Exercise text:
* * * *
Deaths attributed to probable cardiac toxicity have been continuously reported from olanzapine overdose. Postmortem olanzapine blood concentrations may not represent true levels before or during death, hence they should be interpreted with caution. A more reliable indicator of overdose is the drug concentration in the liver.
It is postulated that the most probable mechanism of death in an overdose of olanzapine involves cardiac toxicity at the cellular membrane level, albeit the exact mechanism remains elusive. Such development would be consistent with the inferred nature and rapidity of the terminal event.
Therapeutic drug monitoring
Therapeutic drug monitoring is an efficient way to assure the quality and individualization of drug treatments. Older types of antiepileptic drugs, as well as both tricyclic antidepressants and lithium, have a well-documented concentration-effect relationship, which is also known as a therapeutic window.
* * * *
Data provided:
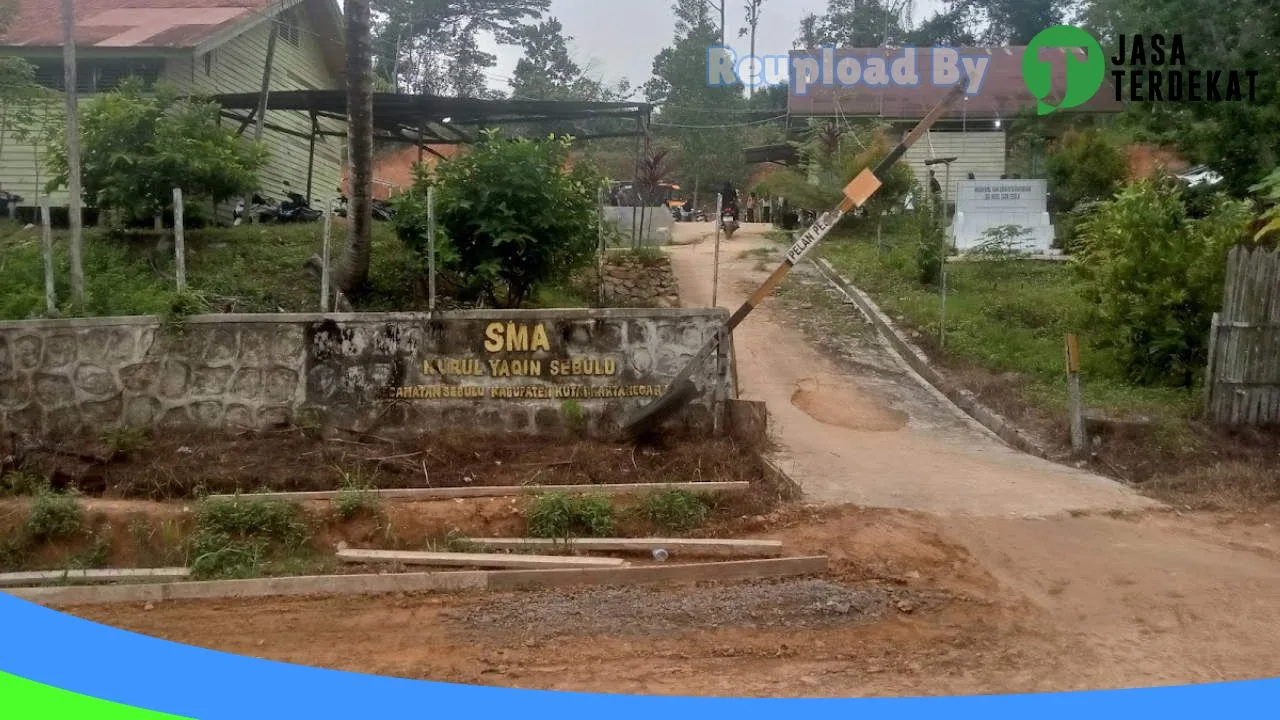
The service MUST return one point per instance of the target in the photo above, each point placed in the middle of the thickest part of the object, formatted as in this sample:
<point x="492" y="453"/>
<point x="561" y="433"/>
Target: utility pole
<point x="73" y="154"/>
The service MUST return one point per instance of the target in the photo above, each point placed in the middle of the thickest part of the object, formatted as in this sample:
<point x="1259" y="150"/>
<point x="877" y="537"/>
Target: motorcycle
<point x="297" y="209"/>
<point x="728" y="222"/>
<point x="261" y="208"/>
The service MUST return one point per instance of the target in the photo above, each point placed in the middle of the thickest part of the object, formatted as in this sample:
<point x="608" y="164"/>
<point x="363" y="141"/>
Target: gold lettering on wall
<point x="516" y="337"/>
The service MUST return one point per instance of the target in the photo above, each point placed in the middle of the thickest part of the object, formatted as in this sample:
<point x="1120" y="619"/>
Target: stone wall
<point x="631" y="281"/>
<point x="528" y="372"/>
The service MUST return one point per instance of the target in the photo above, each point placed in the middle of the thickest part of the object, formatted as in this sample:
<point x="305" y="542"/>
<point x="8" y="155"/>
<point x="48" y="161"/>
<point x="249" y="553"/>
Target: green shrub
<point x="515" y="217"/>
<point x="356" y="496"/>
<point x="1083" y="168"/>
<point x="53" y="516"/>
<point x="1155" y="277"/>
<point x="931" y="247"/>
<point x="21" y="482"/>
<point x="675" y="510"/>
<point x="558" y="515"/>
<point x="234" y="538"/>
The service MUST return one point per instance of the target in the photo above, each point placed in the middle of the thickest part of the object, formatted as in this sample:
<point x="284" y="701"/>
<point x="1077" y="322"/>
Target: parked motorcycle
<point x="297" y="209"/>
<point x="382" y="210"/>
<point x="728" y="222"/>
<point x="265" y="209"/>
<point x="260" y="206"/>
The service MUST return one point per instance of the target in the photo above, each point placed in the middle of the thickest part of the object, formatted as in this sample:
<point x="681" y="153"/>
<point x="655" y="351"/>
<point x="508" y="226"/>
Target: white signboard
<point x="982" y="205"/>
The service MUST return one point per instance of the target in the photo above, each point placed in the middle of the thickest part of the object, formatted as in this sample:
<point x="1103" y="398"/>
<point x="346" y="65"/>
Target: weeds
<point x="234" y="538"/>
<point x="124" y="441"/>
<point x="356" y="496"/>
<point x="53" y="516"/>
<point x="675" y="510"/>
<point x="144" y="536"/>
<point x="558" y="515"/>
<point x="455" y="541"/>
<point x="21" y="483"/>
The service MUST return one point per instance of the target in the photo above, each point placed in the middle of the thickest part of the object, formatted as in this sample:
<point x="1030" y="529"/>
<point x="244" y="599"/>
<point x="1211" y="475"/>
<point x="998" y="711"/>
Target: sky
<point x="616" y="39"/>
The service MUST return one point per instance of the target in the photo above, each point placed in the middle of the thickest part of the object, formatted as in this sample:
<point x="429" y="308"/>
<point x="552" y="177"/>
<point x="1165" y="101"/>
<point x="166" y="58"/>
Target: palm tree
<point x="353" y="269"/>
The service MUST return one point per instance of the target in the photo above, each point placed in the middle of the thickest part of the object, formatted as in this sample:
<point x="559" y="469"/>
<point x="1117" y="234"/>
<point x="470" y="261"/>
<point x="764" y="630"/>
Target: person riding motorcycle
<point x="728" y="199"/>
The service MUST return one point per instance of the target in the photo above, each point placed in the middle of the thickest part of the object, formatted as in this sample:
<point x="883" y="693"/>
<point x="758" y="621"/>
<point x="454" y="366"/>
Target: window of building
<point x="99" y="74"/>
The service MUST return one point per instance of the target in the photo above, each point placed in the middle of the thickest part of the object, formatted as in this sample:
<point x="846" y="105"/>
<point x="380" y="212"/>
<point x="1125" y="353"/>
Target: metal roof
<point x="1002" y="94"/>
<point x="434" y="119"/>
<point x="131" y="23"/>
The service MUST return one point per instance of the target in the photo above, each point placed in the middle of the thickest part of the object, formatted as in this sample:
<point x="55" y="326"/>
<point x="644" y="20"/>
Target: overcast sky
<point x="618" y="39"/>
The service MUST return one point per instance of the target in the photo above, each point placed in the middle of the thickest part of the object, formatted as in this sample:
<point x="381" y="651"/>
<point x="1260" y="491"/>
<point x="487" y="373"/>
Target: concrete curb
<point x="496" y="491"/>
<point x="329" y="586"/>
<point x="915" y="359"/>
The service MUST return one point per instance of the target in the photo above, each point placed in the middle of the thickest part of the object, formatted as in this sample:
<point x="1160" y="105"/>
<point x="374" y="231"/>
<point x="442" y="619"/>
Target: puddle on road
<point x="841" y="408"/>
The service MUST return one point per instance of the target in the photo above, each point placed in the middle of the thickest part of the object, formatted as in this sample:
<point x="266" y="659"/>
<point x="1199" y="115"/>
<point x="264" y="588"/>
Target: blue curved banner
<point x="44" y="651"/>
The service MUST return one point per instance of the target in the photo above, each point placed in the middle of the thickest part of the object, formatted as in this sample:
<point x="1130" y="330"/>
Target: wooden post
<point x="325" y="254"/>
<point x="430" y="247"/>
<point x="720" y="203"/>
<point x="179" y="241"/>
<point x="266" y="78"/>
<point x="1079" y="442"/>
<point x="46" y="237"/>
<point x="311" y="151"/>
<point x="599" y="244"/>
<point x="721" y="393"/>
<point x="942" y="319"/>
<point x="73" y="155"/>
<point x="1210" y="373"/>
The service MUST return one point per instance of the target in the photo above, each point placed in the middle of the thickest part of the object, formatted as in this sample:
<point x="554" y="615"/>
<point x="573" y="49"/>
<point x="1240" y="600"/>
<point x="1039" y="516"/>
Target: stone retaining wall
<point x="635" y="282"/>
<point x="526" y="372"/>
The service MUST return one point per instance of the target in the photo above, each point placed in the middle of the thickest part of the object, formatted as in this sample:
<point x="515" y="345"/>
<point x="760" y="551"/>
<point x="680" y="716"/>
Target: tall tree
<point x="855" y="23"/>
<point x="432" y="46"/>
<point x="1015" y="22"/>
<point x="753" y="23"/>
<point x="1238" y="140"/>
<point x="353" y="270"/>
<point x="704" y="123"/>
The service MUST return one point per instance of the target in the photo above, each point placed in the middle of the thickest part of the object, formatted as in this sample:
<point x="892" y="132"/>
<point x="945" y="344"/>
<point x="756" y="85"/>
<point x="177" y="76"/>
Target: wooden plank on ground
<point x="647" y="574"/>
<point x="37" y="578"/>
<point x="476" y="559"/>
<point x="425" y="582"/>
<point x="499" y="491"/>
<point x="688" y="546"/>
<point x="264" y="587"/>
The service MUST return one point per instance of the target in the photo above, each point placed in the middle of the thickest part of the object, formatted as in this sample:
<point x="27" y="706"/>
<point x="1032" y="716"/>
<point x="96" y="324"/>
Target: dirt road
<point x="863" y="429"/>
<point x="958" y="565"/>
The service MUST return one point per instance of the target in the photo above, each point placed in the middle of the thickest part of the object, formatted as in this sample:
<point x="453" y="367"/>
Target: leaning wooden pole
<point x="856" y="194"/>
* * * *
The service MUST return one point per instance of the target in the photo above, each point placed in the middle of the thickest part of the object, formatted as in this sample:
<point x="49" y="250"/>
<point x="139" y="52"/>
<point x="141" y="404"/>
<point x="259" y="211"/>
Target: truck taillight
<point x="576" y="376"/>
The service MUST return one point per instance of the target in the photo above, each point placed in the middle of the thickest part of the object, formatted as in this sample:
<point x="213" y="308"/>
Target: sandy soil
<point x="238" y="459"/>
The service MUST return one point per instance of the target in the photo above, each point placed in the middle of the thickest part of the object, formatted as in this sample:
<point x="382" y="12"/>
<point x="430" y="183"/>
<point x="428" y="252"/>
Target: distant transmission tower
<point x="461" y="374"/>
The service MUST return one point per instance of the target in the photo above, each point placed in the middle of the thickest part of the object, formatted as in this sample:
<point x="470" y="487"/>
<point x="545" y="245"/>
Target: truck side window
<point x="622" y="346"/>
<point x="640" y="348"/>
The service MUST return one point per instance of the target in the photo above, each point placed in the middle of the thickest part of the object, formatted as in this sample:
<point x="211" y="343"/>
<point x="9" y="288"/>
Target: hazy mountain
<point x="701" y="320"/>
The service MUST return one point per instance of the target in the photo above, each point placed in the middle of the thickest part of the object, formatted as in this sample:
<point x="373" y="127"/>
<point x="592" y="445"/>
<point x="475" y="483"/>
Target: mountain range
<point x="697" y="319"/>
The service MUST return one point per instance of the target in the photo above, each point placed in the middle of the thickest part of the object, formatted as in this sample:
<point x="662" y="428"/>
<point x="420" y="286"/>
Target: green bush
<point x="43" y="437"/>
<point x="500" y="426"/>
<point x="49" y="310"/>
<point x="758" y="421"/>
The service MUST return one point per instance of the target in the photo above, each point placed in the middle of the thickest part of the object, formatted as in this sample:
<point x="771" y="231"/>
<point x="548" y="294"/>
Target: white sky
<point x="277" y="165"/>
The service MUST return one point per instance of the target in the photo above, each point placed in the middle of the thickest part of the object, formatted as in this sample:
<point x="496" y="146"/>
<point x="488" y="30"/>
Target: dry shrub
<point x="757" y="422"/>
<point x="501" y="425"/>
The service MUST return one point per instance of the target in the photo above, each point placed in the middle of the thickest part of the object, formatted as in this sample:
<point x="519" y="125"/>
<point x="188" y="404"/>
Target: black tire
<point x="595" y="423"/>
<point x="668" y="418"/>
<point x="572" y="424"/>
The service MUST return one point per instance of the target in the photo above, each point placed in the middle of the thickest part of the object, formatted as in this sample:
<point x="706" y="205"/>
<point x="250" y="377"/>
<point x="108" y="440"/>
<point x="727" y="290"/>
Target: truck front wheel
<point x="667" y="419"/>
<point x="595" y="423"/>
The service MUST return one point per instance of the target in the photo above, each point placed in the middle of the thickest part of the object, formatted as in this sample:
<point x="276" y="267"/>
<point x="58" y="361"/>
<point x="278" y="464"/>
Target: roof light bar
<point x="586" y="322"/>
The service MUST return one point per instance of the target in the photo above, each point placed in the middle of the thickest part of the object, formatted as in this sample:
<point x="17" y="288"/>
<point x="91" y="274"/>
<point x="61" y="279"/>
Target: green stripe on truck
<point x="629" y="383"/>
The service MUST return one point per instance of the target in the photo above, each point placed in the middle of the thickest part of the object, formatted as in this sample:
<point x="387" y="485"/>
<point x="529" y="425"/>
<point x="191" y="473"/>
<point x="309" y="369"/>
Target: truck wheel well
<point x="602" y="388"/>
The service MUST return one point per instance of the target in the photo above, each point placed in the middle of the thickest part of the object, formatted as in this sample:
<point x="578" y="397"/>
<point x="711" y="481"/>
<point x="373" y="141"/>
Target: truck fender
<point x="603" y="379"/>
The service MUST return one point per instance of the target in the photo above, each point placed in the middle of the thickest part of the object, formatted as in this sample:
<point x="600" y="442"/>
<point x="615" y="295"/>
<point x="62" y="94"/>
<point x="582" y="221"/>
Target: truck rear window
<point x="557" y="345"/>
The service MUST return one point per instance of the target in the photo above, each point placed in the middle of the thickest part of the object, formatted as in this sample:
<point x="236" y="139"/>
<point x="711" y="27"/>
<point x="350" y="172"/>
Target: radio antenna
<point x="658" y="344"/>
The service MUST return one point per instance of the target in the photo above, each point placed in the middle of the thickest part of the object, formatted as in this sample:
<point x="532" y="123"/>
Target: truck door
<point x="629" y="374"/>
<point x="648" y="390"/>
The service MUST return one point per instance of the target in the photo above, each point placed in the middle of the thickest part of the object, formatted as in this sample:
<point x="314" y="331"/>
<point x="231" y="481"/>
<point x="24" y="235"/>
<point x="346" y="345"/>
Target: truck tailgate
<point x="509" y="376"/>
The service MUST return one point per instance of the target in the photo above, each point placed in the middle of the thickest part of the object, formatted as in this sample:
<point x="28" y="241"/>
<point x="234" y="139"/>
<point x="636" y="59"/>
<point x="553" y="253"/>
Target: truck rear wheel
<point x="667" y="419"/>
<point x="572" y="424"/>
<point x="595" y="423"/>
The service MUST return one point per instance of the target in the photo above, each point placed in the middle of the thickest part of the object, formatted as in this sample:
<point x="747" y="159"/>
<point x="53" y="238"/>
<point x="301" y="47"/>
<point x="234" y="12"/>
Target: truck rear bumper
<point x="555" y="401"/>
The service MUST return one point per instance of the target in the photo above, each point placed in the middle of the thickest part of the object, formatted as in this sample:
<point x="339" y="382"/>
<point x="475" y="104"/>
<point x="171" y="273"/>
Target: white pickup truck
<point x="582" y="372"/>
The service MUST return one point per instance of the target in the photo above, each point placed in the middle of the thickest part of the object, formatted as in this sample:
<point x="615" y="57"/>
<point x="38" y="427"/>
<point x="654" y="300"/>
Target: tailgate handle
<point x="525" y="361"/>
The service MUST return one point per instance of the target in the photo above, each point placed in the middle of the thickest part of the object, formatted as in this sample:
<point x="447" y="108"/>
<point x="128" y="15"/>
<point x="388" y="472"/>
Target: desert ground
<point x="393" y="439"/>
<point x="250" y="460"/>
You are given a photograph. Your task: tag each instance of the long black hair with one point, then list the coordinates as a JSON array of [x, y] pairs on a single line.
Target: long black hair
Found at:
* * * *
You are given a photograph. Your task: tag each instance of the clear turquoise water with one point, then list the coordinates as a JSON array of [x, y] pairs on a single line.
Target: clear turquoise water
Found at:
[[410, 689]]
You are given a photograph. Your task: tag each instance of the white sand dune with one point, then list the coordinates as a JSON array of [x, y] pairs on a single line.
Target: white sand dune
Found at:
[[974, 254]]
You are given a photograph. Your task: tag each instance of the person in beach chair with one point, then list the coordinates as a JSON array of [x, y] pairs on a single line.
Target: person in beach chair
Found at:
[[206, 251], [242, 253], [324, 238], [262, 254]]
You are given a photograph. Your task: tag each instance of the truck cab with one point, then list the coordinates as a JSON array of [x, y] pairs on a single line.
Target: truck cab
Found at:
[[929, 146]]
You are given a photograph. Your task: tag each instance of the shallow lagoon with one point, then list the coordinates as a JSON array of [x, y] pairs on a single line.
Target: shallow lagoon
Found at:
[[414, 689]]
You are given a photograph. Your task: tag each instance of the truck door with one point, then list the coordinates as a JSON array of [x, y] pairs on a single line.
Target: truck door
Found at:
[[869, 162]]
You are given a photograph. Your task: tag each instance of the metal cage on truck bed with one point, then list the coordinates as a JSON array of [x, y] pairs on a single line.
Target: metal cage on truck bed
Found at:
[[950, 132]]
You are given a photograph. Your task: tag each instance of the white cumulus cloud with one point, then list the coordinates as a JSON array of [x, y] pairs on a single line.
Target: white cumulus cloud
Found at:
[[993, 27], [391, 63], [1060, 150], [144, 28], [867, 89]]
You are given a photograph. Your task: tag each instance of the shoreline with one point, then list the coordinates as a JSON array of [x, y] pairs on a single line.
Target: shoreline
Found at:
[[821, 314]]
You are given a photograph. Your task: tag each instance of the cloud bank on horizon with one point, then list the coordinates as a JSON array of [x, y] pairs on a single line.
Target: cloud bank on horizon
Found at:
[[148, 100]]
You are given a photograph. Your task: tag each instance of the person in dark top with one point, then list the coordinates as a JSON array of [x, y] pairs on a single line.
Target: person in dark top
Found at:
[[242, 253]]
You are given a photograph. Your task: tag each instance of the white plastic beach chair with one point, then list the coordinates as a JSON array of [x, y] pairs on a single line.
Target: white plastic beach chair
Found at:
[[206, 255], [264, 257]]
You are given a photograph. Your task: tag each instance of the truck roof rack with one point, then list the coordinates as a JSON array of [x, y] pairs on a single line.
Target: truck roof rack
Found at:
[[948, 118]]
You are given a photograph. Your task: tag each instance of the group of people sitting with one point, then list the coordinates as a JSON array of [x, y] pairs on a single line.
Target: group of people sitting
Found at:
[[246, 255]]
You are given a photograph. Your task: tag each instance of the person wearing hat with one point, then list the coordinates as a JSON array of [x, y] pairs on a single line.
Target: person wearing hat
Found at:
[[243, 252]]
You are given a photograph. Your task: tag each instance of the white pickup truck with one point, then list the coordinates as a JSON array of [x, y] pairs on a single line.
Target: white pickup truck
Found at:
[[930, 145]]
* * * *
Explore the material:
1 – In the text on olanzapine overdose, what is named as a more reliable indicator of overdose than postmortem blood concentrations?
2 – Continue the text on olanzapine overdose and therapeutic drug monitoring from its final sentence.

Responses to the exercise:
1 – The drug concentration in the liver.

2 –
Still, the evidence for a concentration-effect relationship is not as extensive for olanzapine, despite the fact that it exhibits a curvilinear concentration relationship of clinical effects and potential adverse activities. The interdisciplinary guidelines for therapeutic drug monitoring in psychiatry suggest that serum concentration of olanzapine should be carefully monitored. Moreover, the recommended therapeutic range for olanzapine should be between 20 and 80 ng/ml.
Therapeutic drug monitoring also has value for preventing overdosing that can arise as a result of changes in treatment or environment of patients. For example, studies have shown that serious side effects and intoxications due to olanzapine therapy can occur after smoking cessation. Increased risk of serious ventricular arrhythmias and sudden cardiac death is also dose-dependent.